» **Work instruction**: Look through the material below and show every line with the word "booth".

» **Supplied entries**:
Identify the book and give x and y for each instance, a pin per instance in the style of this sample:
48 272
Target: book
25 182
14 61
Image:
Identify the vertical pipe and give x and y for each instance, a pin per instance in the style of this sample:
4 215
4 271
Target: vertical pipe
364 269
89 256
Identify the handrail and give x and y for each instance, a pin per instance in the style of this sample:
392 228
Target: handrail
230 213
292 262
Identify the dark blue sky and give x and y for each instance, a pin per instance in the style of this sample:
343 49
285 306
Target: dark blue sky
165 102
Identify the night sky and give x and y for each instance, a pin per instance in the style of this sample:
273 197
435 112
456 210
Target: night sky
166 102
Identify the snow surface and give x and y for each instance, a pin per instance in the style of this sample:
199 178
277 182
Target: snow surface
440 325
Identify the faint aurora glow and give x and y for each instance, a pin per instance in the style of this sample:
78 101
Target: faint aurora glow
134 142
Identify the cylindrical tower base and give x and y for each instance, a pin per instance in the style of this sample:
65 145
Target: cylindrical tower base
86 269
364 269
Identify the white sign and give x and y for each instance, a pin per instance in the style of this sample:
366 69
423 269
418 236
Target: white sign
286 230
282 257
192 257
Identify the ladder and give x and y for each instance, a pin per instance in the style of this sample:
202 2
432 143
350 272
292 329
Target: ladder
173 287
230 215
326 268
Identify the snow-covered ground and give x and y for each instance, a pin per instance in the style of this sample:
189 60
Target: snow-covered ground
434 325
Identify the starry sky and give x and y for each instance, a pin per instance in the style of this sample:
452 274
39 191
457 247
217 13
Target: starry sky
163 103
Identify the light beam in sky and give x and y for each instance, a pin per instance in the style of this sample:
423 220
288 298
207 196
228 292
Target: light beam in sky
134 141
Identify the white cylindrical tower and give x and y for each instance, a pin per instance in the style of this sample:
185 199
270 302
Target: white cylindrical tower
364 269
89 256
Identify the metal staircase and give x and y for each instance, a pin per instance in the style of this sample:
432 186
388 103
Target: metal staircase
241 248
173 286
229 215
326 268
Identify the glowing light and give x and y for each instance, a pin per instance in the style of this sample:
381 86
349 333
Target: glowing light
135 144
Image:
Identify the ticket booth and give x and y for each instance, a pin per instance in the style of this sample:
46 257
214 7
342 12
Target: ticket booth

» **Solution for this problem**:
Identify the ticket booth and give x and y for each instance, a pin per instance in the style of this sample:
Target: ticket booth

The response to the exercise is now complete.